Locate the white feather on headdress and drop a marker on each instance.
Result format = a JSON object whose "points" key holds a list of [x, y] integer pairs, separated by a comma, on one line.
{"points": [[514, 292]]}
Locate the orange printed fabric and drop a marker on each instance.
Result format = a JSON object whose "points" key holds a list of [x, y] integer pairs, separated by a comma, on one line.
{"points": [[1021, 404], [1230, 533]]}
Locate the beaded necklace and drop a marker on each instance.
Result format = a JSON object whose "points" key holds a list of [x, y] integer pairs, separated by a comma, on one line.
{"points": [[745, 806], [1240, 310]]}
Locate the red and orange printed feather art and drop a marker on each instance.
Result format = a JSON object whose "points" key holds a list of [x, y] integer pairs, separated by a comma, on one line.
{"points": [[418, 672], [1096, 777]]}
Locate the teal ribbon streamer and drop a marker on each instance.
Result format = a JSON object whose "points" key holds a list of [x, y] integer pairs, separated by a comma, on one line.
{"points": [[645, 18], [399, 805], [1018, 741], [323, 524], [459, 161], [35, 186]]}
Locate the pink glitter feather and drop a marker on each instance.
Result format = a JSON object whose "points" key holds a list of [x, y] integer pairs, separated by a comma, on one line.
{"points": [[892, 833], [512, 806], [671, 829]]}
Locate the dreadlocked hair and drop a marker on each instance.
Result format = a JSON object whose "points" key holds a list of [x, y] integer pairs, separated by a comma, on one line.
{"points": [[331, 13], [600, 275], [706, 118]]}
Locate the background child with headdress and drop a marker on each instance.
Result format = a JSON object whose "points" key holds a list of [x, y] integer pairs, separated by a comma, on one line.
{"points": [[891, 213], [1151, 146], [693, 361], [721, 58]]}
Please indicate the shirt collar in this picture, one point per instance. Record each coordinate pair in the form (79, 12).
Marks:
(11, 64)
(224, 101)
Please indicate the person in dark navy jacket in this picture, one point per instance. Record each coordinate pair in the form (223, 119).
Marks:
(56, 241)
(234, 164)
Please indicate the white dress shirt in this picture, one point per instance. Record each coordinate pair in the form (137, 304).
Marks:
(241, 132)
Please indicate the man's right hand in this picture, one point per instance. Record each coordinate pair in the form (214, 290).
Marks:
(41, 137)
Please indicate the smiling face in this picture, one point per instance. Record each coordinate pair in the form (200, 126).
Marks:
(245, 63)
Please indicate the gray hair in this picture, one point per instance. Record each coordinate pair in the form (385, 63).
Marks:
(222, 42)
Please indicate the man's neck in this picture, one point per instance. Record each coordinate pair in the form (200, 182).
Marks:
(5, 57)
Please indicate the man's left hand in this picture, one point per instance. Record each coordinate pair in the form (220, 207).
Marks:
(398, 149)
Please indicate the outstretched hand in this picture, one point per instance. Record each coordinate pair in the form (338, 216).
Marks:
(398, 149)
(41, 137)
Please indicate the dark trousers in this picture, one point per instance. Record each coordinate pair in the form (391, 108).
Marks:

-------

Look through the entries above and quote exactly the lines from the line with "Locate the orange" to the line with "Locate the beaded", counting both of those lines.

Locate the orange printed fabric and drop a marker on each instance.
Result format = a JSON object whose "points" key holds a list of [x, y] integer pairs, separated by a comma, on one line.
{"points": [[1021, 404], [1230, 533]]}
Locate the beaded necklace and drop a marker on each instance.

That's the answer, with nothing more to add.